## WORK TO DO
Reproduce every entry below, switching "output" to "report" wherever it occurs and leaving all other text unchanged.

%%

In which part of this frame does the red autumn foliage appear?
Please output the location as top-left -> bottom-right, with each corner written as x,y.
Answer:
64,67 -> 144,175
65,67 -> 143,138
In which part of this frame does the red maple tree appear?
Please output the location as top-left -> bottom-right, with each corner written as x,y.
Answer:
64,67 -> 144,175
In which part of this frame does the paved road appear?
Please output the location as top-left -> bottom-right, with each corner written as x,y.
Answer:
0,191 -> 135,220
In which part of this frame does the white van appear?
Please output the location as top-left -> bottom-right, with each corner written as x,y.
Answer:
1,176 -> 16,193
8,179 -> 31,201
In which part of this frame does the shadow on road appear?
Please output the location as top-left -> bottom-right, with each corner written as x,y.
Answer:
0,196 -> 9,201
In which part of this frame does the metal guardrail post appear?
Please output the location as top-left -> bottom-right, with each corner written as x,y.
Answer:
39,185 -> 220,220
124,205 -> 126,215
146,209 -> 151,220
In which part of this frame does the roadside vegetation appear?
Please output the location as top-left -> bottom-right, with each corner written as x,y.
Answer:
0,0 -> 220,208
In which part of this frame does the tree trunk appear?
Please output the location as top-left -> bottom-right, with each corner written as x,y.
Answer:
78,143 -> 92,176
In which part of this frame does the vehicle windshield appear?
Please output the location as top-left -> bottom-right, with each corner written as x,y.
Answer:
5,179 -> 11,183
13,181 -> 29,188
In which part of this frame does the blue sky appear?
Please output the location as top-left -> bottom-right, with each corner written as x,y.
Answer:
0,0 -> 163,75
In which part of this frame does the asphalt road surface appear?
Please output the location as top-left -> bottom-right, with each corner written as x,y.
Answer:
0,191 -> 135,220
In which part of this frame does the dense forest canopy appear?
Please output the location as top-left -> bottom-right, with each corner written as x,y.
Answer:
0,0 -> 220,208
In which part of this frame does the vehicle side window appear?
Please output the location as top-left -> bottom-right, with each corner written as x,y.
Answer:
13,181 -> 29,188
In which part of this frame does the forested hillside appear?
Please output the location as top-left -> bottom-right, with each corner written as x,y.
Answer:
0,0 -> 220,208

%%

## ANSWER TO THE TASK
In which part of this frame does the red autumn foliage appear?
Please report the location as top-left -> bottom-right, with each corner written as x,y.
Answer:
64,67 -> 144,175
65,67 -> 143,138
In which part of this frame does the red maple tree appear?
Please report the location as top-left -> bottom-right, with each corner written as x,y.
Answer:
64,67 -> 144,175
In which part of this frame does the paved road appear?
Please report the location as top-left -> bottom-right, with each corner written as x,y.
Answer:
0,191 -> 135,220
In which part of this frame does the white van appear?
Please report the location as top-left -> bottom-right, with each corner written as x,y.
Answer:
1,176 -> 16,193
8,179 -> 31,201
In which part of this frame does the shadow on road appear?
Please report the location as top-left -> bottom-right, with each corner written as x,y.
Answer:
0,196 -> 9,201
In which part of this frame does the metal guardrail post appear?
Please report the location as top-left -> bottom-right, with each corner written as x,y.
Answer:
39,185 -> 220,220
124,205 -> 126,215
146,209 -> 151,220
In which part of this frame does the roadside vegetation appear?
Please report the location as top-left -> bottom-right, with each corner written as x,y.
Answer:
0,0 -> 220,208
In which part of this frame does the tree trunk appear?
Please report the location as top-left -> bottom-right, with each corner written as x,y.
Answer:
78,143 -> 92,176
In which part of this frame does the vehicle windshield appear?
Please report the location as top-left -> bottom-right, with each corner written as x,y.
Answer:
5,179 -> 11,183
13,181 -> 29,188
In which part of this frame does the blue sky appear?
Please report the location as top-left -> bottom-right, with each corner written as x,y.
Answer:
0,0 -> 163,75
In which part of this frame does the asphalt road surface appear?
Please report the location as top-left -> bottom-right, with each corner written as x,y.
Answer:
0,191 -> 135,220
In which part of this frame does the dense forest canopy appear?
Please report the location as top-left -> bottom-right, with each corner written as x,y.
Answer:
0,0 -> 220,208
In which part of this frame does the vehicle side window appear?
Please report the location as top-left -> bottom-right, with each corner written as x,y.
Answer:
13,181 -> 29,188
In which part of this frame does the forested hillside appear?
Please report the location as top-left -> bottom-right, with each corner written as x,y.
Answer:
0,0 -> 220,208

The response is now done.